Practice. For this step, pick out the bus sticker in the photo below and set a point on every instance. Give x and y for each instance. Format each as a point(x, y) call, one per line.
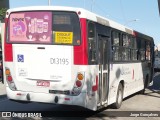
point(20, 58)
point(64, 37)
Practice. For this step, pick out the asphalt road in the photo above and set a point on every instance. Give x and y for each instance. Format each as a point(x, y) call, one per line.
point(135, 105)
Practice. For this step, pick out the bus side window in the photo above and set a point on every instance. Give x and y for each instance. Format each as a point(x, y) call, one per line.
point(91, 43)
point(142, 50)
point(116, 46)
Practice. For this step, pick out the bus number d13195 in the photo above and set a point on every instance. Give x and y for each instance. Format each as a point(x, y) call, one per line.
point(61, 61)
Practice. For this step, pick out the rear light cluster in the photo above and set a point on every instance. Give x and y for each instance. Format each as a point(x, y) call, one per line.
point(9, 79)
point(78, 84)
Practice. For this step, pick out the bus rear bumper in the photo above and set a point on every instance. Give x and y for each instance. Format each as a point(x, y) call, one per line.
point(47, 97)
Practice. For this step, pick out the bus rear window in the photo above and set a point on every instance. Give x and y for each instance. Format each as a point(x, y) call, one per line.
point(44, 28)
point(66, 28)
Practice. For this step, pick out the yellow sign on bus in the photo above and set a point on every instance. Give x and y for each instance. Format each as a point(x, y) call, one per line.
point(64, 37)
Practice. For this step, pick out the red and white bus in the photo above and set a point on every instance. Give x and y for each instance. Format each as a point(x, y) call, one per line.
point(65, 55)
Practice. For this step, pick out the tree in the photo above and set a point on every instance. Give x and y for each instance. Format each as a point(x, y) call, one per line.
point(2, 14)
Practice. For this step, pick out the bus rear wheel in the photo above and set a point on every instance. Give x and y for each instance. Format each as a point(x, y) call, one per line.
point(119, 97)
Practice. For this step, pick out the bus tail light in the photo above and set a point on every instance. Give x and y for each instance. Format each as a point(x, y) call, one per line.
point(9, 79)
point(78, 84)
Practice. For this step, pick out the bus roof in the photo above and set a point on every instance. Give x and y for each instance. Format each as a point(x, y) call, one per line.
point(83, 14)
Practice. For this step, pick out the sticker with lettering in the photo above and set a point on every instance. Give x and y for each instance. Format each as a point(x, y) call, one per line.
point(20, 58)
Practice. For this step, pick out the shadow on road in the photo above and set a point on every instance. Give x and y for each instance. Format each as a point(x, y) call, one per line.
point(3, 96)
point(155, 88)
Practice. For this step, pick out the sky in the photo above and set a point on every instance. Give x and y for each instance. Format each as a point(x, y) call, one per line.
point(140, 15)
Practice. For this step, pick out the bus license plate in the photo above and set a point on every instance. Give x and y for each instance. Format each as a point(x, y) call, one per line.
point(43, 83)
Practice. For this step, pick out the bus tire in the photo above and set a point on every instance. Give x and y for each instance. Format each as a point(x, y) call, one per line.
point(119, 97)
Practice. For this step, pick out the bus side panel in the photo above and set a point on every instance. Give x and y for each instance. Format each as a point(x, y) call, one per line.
point(131, 74)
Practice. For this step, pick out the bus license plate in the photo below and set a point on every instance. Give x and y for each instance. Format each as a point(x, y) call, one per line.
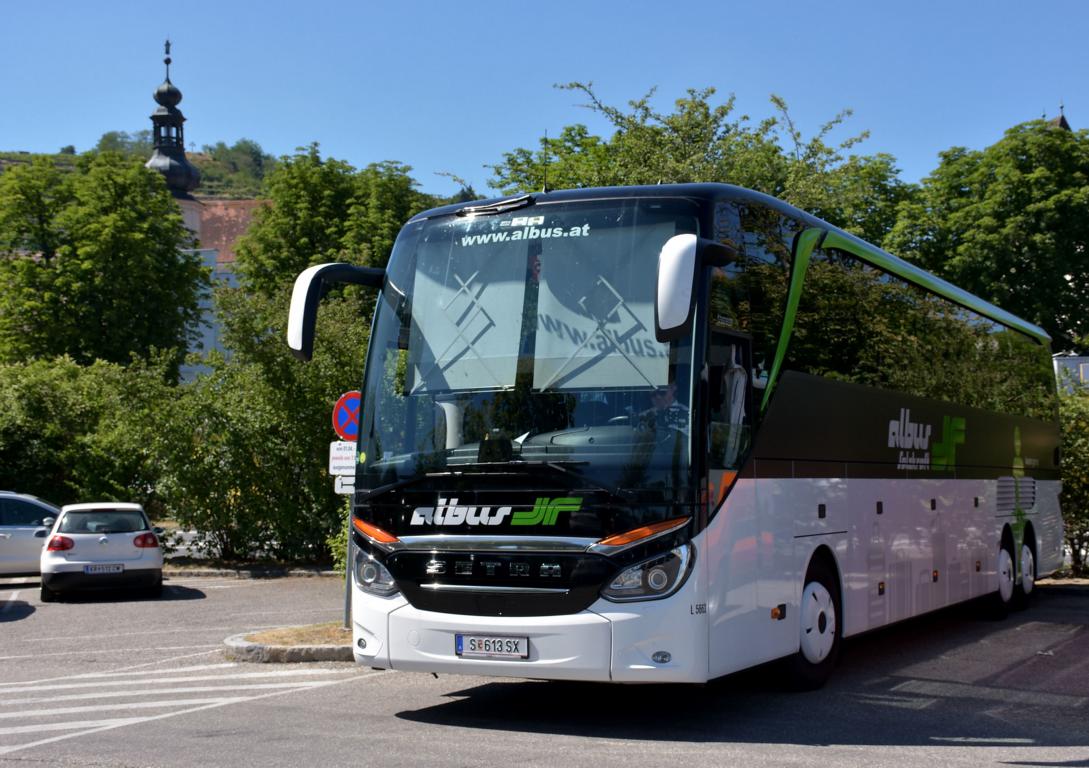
point(491, 647)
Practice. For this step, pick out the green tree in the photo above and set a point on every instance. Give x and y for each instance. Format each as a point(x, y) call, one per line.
point(325, 210)
point(245, 449)
point(32, 199)
point(232, 171)
point(1008, 223)
point(93, 264)
point(704, 142)
point(72, 433)
point(304, 224)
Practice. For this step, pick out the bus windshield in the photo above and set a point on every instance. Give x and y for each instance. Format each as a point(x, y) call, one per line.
point(527, 339)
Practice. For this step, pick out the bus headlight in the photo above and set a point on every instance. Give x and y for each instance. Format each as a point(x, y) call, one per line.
point(374, 577)
point(659, 576)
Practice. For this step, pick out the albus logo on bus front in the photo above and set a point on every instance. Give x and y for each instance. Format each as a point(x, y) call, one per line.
point(913, 440)
point(545, 512)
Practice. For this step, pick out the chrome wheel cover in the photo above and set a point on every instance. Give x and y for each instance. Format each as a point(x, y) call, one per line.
point(818, 622)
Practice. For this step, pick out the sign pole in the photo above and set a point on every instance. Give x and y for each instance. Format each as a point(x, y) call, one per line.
point(346, 426)
point(347, 573)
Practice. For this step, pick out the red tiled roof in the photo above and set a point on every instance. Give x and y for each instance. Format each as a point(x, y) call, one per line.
point(222, 222)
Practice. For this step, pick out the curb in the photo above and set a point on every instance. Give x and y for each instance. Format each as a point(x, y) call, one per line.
point(256, 573)
point(237, 648)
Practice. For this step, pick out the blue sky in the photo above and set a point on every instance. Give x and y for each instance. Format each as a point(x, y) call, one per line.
point(445, 86)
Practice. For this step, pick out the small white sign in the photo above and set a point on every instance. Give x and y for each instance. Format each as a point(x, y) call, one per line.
point(344, 485)
point(342, 458)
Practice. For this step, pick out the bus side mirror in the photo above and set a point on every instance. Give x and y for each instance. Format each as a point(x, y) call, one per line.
point(678, 266)
point(310, 285)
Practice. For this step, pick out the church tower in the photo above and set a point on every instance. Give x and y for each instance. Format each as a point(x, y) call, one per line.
point(168, 135)
point(169, 138)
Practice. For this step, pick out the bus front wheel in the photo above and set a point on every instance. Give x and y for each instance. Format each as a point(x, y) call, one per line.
point(820, 632)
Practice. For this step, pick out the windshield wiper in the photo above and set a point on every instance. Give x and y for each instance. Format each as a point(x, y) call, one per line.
point(497, 207)
point(561, 466)
point(402, 484)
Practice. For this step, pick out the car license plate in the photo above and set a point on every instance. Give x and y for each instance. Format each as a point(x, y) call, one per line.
point(491, 647)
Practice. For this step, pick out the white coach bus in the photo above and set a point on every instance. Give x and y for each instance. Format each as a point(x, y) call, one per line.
point(662, 434)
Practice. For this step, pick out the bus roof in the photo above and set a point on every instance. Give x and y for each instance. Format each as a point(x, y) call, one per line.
point(866, 251)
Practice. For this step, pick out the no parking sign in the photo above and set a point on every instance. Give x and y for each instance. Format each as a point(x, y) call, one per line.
point(346, 415)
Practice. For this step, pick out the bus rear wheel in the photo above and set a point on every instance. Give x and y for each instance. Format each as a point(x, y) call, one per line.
point(1007, 575)
point(820, 632)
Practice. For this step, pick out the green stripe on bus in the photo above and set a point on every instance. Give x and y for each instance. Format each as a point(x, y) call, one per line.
point(808, 241)
point(804, 247)
point(932, 283)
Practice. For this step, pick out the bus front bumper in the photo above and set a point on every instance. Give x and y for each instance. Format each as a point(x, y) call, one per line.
point(653, 642)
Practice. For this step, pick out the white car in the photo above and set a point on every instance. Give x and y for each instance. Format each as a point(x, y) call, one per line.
point(101, 546)
point(24, 523)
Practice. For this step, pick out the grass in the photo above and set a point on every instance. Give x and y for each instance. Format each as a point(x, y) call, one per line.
point(330, 633)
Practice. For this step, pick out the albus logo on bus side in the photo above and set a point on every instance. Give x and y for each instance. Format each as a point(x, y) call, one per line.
point(545, 512)
point(913, 440)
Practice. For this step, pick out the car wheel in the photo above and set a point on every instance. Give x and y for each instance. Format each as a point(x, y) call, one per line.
point(820, 629)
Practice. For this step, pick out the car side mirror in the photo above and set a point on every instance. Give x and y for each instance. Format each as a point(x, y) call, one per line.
point(678, 265)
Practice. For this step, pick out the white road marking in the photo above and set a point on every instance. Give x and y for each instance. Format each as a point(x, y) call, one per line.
point(124, 672)
point(126, 721)
point(171, 631)
point(112, 722)
point(22, 687)
point(127, 705)
point(112, 650)
point(161, 692)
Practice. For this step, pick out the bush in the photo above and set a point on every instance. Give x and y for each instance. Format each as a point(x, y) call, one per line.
point(1075, 498)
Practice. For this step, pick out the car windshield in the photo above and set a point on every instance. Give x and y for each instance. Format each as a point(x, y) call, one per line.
point(529, 338)
point(102, 522)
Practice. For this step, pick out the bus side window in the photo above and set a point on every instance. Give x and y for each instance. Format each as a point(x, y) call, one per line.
point(730, 407)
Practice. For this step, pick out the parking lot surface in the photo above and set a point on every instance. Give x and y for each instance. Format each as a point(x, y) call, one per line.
point(108, 681)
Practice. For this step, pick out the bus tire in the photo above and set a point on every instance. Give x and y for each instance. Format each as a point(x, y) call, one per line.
point(1002, 600)
point(1026, 585)
point(820, 623)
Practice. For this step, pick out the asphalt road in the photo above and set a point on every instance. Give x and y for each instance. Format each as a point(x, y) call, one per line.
point(115, 682)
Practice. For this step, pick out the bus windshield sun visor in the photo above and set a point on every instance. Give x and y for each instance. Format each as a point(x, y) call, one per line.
point(310, 285)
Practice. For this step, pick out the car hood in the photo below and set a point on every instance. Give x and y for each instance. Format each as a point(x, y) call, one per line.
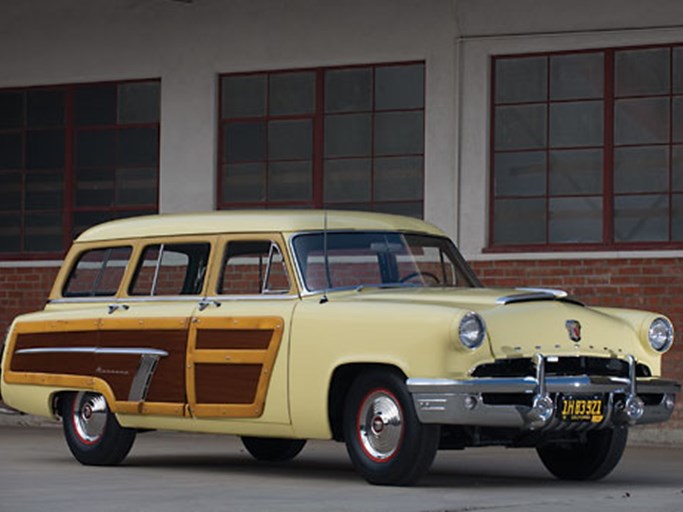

-.-.-

EXERCISE → Reproduce the items above word for word. Begin at the line containing "Practice. For this step, pick out the bus rear bumper" and stop after the line containing "point(2, 14)", including both of those lines.

ANSWER TO THE EXERCISE →
Practice. For this step, pick out the bus rear bumper in the photo above and set a point on every instance. Give x and y for each instance. Format each as a point(x, y) call, one per line.
point(47, 97)
Practice. For this step, pick out the bus rear window in the photo above and set a point on every instance. Give x and y for each instance. Format each as a point(x, y) call, one per line.
point(44, 28)
point(66, 28)
Practice. For this step, pick out the yellow sign on bus in the photo above and set a point on every instance. Give x and y for each instance. Format each as a point(x, y) call, one per line.
point(64, 37)
Practice. For this step, pick out the red and white bus in the photo above and set a point on every instance. Give x and y for each instance. Format each as a point(x, y) call, one per line.
point(65, 55)
Practice. For this step, pick out the tree in the photo above and set a point on every instance. Give x and y for each instance. Format each as a point(x, y) call, one per line.
point(2, 14)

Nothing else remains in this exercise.